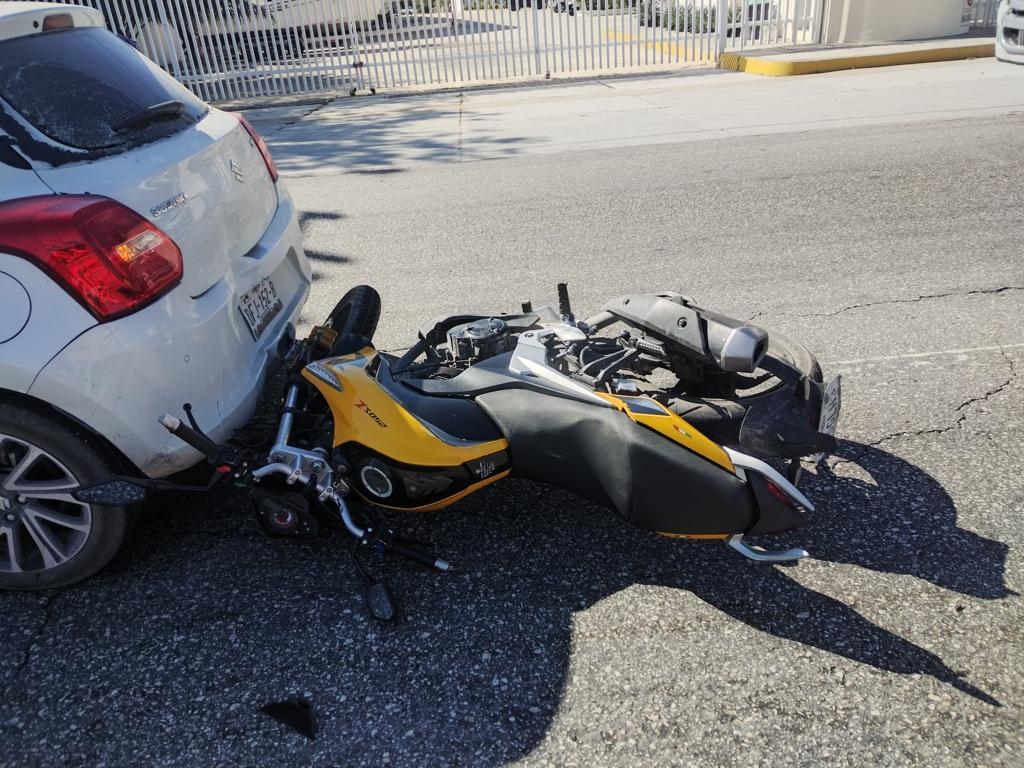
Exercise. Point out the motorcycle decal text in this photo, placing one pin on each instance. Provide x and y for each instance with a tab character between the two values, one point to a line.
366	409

+++++

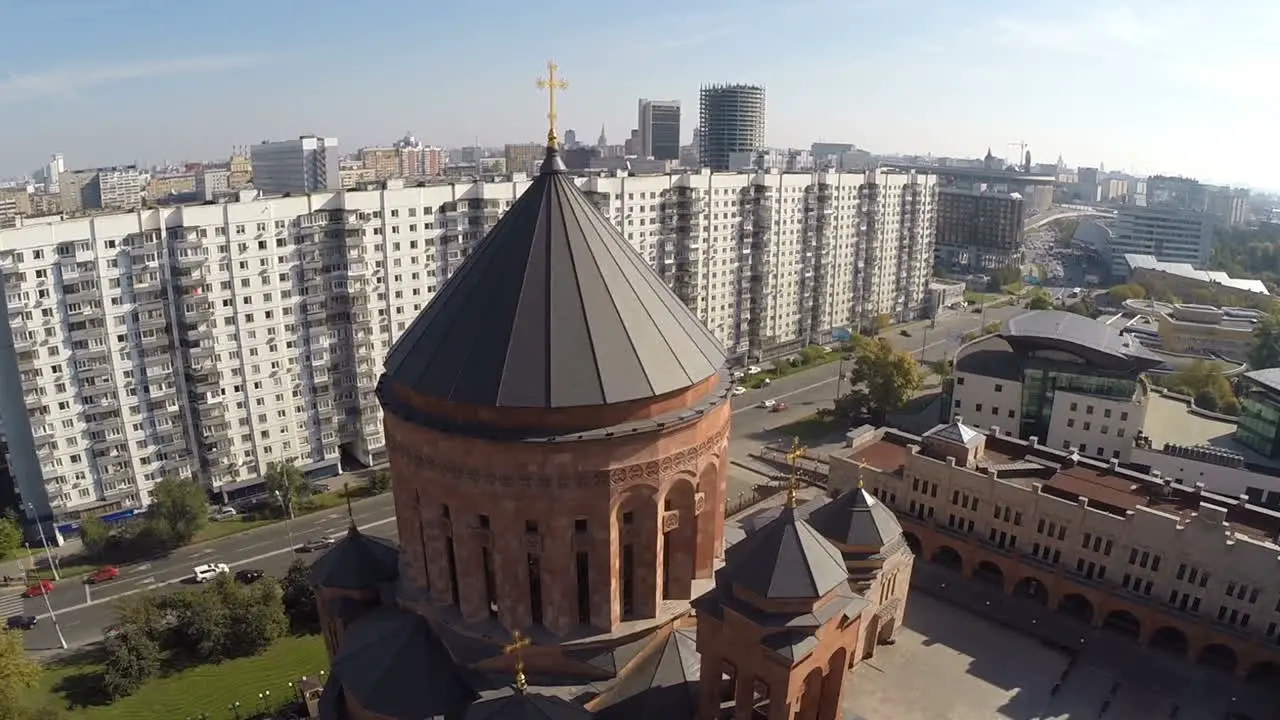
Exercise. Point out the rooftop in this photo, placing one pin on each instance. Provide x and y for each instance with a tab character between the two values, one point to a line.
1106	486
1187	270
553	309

+++++

## Task description
Tally the lines in the records above that contain the string "point", treating uppercase and lowercase as different, and reply with the number alone.

## Result of this exercise
2